__WORK REQUIRED__: How many lines of the records below contain the string "from"? Case counts. Reply with the number alone.

***** DATASET ROWS

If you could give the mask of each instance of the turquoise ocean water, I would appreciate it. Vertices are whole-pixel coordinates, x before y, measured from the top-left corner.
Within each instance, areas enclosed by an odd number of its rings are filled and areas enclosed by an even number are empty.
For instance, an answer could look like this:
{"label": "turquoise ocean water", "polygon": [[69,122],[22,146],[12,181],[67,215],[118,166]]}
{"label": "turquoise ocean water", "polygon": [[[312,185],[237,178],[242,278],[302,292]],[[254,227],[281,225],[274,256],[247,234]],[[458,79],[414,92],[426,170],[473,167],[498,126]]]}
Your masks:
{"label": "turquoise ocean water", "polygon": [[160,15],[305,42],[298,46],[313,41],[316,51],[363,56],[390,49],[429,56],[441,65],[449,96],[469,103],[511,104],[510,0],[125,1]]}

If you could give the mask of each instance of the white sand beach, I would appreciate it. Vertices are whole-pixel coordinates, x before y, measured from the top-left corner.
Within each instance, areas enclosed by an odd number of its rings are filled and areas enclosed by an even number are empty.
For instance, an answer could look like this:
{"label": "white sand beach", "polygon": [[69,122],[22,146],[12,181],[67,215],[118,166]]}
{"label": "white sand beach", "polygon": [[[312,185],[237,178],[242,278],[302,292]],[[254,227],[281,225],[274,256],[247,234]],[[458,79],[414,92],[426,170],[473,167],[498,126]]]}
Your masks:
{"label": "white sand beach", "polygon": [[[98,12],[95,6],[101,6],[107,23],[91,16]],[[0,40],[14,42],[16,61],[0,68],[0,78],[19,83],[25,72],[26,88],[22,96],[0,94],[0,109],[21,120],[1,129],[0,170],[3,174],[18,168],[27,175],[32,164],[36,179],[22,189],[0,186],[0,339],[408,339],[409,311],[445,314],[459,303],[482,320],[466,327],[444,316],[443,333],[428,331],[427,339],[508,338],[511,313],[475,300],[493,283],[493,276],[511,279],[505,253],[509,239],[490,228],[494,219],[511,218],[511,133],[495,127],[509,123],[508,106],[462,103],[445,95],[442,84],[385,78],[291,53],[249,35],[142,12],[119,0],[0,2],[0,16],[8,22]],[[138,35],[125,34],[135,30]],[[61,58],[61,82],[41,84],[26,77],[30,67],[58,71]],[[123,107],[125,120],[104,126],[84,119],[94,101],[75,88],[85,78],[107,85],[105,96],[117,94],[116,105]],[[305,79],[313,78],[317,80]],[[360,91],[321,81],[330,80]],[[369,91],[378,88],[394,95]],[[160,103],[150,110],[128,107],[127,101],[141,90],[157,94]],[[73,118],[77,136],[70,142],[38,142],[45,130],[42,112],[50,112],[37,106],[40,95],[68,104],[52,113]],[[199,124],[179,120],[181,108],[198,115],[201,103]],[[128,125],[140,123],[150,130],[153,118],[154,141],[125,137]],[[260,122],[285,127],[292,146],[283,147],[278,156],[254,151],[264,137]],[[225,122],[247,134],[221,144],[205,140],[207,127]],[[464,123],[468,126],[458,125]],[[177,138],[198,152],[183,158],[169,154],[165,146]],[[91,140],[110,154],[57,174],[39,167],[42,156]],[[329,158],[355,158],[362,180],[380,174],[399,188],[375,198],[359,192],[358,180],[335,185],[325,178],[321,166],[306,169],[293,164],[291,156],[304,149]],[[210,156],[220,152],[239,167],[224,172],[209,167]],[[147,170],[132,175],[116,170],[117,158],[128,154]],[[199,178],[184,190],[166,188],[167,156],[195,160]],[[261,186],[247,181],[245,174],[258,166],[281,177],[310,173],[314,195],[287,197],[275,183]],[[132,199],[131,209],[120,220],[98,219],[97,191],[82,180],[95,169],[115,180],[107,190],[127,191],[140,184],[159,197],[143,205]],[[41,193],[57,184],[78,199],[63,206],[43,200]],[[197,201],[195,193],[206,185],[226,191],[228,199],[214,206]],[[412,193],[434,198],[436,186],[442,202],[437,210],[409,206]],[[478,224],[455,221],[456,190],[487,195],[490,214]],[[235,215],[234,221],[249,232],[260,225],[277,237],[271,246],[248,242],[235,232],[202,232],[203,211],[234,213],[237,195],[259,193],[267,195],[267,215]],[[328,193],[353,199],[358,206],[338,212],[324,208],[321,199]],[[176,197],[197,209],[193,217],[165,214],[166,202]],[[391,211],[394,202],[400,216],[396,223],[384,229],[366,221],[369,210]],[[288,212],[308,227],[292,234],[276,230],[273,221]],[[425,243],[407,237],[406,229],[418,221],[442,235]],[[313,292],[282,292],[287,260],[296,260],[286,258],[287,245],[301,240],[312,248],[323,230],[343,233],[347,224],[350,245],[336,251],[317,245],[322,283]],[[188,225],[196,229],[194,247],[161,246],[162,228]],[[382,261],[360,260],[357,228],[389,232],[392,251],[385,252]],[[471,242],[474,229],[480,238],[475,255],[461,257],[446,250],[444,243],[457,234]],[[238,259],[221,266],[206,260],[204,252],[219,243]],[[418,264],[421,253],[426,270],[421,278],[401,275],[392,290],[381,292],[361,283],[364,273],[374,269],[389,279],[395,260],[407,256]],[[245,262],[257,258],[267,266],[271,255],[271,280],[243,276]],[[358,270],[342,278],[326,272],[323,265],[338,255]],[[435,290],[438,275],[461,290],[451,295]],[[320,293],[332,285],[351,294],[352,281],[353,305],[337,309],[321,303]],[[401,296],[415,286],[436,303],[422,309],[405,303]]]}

**********

__TASK OUTPUT__: 2